DataFrame and read data

julia

Published

February 19, 2023

数据框的生成

using DataFrames
da0 = DataFrame(
    name=["张三", "李四", "王五", "赵六"],
    age=[33, 42, missing, 51],
    sex=["M", "F", "M", "M"])
da1 = copy(da0)

	name	age	sex
	String	Int64?	String
1	张三	33	M
2	李四	42	F
3	王五	missing	M
4	赵六	51	M

其中使用了copy，生成了da0的副本。数据框属于一个可变数据类型（mutable type），若直接接受da0赋值给一个变量da1，则这两个变量实际上指向一个数据框，改变其中一个会同时改变两个。

da0 = DataFrame(
    "name" => ["张三", "李四", "王五", "赵六"],
    "age" => [33, 42, missing, 51],
    "sex" => ["M", "F", "M", "M"])

	name	age	sex
	String	Int64?	String
1	张三	33	M
2	李四	42	F
3	王五	missing	M
4	赵六	51	M

di = Dict(
    "name" => ["张三", "李四", "王五", "赵六"],
    "age" => [33, 42, missing, 51],
    "sex" => ["M", "F", "M", "M"])

→ **提供的数据**:
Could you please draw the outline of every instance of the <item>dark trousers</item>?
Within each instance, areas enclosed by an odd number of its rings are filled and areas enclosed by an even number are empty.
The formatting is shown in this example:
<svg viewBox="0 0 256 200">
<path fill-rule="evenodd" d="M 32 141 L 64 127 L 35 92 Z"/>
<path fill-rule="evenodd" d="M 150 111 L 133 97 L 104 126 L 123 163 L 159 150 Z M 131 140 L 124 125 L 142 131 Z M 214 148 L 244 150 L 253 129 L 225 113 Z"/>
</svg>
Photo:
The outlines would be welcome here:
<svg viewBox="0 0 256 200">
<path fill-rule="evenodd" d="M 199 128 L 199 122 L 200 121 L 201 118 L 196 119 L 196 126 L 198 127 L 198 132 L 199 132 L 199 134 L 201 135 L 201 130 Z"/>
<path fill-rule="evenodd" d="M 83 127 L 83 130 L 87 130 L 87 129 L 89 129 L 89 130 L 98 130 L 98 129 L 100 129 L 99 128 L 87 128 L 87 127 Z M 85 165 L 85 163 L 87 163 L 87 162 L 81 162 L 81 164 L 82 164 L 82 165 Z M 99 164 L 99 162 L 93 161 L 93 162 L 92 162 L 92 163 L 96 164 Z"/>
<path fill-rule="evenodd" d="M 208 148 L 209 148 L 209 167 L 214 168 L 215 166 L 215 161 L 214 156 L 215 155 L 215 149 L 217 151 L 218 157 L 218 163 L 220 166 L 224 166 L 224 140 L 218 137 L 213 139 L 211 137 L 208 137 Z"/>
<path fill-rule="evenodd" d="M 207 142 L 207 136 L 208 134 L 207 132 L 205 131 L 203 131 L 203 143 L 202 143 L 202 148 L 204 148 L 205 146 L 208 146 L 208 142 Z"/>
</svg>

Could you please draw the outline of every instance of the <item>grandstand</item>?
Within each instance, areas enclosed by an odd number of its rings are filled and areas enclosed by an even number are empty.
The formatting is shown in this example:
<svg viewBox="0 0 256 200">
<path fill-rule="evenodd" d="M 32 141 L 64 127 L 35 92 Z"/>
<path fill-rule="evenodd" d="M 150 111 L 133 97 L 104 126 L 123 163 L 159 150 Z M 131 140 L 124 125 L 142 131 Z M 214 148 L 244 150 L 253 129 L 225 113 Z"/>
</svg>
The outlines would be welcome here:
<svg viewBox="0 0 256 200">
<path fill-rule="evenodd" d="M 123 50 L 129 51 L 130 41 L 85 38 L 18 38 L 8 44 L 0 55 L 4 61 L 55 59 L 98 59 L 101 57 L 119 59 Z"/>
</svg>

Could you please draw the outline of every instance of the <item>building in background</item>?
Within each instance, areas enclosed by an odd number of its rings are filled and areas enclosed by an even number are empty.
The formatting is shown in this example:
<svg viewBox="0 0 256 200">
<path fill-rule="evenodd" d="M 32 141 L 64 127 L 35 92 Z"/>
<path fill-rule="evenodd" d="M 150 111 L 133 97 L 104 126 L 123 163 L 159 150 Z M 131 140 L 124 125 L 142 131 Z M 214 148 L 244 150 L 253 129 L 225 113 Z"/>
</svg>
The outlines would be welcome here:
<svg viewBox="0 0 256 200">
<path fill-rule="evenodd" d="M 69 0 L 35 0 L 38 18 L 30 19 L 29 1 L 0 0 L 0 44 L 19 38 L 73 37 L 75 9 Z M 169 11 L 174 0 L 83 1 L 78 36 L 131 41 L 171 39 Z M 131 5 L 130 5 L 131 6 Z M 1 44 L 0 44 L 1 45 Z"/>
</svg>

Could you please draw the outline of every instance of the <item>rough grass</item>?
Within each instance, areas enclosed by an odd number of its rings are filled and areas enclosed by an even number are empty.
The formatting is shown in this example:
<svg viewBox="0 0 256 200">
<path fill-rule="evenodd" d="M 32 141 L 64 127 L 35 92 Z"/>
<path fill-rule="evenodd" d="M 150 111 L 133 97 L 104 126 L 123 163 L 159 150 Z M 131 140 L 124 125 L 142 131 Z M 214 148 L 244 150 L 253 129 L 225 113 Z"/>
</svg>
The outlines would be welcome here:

→ **题目 1**:
根据这篇讲 Julia 数据框的原文，回答下面三个问题：
(a) 第一个数据框 da0 里，“李四”的年龄是多少？
(b) 原文说数据框属于哪一种数据类型？
(c) 原文写的发布日期是哪一天？
→ **题目 2**: 把这篇讲 Julia 数据框的原文中，从含有“da1 = copy(da0)”的字句开始、到“改变其中一个会同时改变两个。”结束的那段话重写一遍，并把其中的“副本”换成“拷贝”。

→ **完整答案 1**:
(a) 42
(b) 可变数据类型（mutable type）
(c) February 19, 2023

→ **完整答案 2**:
da1 = copy(da0)

	name	age	sex
	String	Int64?	String
1	张三	33	M
2	李四	42	F
3	王五	missing	M
4	赵六	51	M

其中使用了copy，生成了da0的拷贝。数据框属于一个可变数据类型（mutable type），若直接接受da0赋值给一个变量da1，则这两个变量实际上指向一个数据框，改变其中一个会同时改变两个。